- Exercise description: Produce an exact copy of the lines from the line containing "of the logo" through the last line of the entries below, and only those lines.

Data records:

-------

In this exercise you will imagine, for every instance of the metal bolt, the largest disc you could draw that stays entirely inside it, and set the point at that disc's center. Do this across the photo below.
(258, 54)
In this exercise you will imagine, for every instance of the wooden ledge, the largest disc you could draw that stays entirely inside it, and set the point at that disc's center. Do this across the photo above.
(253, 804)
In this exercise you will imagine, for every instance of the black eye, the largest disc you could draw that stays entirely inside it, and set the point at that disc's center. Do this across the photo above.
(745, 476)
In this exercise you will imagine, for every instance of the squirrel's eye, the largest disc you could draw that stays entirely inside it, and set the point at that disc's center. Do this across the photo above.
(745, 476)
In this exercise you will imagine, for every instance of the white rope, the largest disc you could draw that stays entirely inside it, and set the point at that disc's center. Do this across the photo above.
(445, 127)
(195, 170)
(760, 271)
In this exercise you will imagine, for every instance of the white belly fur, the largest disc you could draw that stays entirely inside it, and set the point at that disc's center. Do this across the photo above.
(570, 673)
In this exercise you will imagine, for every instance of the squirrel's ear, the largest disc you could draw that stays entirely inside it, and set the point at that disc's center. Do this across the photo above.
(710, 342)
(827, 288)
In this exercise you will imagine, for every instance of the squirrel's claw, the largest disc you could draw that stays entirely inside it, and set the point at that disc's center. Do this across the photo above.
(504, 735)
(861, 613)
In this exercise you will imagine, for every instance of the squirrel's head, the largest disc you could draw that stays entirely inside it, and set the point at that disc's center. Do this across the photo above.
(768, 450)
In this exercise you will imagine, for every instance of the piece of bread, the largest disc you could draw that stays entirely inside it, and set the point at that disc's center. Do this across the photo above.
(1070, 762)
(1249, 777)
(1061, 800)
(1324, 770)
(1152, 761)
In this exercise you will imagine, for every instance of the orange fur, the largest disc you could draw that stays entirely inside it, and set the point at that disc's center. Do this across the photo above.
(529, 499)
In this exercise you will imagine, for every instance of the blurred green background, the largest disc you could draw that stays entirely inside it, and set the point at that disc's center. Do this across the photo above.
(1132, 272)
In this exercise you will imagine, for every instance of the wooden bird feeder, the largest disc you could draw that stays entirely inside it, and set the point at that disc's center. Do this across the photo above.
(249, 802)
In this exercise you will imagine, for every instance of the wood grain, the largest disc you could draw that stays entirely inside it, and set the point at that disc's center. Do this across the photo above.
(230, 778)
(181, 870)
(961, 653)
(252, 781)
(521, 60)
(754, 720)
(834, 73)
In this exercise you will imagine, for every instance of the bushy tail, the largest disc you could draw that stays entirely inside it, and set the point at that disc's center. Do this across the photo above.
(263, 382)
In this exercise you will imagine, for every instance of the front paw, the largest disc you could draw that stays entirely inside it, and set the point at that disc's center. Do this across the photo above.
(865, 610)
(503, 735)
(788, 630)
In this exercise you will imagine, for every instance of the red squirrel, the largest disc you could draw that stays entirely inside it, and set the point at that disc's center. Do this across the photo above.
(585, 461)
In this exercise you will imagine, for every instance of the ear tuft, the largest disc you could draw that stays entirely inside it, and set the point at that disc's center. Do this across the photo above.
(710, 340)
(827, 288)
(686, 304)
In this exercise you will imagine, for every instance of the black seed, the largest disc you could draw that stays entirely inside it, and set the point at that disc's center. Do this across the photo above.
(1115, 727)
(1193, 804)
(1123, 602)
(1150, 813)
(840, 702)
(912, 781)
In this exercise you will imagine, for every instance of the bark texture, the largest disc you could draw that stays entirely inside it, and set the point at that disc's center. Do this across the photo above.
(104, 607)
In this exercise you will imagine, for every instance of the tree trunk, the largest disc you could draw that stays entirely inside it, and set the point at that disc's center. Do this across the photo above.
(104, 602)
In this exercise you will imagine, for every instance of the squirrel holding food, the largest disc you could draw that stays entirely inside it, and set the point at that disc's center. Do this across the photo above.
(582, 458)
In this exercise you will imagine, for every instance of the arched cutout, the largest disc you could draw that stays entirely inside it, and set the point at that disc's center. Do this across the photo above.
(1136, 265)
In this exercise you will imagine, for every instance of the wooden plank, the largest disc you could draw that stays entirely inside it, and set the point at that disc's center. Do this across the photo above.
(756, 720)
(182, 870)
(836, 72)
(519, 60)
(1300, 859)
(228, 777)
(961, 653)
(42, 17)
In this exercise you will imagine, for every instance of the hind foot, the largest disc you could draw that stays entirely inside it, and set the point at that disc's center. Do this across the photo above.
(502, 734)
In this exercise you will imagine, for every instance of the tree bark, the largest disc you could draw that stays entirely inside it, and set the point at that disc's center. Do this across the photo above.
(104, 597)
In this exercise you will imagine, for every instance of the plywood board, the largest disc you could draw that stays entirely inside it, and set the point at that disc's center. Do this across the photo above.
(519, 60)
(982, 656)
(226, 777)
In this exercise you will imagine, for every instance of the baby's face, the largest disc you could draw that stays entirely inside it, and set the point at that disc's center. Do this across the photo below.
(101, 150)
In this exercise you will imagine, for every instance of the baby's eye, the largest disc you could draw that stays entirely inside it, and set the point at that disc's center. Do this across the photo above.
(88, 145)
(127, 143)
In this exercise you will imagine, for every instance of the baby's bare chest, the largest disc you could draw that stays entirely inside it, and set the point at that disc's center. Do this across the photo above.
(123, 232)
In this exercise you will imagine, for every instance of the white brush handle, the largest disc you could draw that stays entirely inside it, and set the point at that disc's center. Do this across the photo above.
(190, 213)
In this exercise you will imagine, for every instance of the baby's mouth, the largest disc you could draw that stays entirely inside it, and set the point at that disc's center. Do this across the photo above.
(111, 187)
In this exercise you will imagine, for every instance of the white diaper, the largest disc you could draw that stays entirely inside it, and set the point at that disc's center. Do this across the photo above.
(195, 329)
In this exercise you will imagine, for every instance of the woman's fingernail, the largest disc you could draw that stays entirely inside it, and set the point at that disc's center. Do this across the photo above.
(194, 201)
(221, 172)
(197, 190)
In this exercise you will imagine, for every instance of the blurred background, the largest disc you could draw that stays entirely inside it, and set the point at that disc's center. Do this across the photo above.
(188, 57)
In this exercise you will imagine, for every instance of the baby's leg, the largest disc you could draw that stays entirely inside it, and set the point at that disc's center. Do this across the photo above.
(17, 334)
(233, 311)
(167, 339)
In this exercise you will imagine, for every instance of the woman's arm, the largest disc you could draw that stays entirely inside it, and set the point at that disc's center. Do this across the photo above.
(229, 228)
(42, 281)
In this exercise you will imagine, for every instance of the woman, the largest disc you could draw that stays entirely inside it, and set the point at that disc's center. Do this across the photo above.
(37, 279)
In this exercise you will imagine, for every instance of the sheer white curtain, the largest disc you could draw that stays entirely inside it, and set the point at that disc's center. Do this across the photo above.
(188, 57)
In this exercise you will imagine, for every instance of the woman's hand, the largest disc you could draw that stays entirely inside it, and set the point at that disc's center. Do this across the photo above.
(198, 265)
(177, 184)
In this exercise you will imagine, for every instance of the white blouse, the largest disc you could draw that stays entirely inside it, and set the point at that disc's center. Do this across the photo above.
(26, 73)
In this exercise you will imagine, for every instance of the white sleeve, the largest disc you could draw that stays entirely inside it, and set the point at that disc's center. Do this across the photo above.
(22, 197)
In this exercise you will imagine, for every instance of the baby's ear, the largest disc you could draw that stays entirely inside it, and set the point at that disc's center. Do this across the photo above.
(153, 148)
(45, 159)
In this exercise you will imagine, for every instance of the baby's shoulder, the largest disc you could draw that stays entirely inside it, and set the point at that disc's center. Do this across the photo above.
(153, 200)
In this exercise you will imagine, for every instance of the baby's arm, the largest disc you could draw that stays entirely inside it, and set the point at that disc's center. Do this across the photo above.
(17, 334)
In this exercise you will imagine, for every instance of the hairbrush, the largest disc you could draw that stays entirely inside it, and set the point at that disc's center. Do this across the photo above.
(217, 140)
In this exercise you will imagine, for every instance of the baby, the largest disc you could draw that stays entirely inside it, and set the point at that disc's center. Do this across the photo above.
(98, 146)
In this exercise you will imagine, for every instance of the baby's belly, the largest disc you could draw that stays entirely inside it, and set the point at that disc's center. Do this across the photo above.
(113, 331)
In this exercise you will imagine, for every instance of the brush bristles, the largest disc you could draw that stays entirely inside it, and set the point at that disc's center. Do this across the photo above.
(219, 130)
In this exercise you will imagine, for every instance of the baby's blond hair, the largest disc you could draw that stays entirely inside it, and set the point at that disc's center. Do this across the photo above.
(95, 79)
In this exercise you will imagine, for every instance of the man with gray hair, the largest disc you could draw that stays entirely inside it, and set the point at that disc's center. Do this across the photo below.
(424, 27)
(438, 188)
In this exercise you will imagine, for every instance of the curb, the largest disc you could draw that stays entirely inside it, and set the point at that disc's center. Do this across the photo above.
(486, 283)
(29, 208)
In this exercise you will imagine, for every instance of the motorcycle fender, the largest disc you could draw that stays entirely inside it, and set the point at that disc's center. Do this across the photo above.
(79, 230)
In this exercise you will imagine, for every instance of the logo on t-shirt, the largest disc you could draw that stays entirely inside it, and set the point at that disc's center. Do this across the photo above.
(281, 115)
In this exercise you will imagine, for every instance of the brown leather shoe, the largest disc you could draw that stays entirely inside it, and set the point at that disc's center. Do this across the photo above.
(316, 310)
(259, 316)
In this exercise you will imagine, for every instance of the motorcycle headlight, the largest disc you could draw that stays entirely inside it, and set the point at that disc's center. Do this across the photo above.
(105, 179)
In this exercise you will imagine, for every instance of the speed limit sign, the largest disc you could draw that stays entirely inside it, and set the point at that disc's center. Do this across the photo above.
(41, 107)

-------

- Result for this task:
In this exercise you will imagine, for every instance of the logo on t-shirt, the largest disc you could draw that stays entirely inside it, and set the point at that disc's center. Do this across the photo above.
(281, 115)
In this exercise you will imagine, for every instance of the brown leather shoe, the largest disc you could draw that stays entirely inside it, and set the point at that disc's center. Do this across the photo above.
(316, 310)
(259, 316)
In this exercise you will imagine, for every instance of the motorcycle headlight, the largest disc you could draw that stays entirely inside it, and set the point at that disc's center. Do this across the photo above.
(105, 179)
In this exercise you will imagine, for every instance of the speed limit sign, the largest disc you could draw that stays entirely inside it, and set the point at that disc's center. Do this across the photo above.
(41, 107)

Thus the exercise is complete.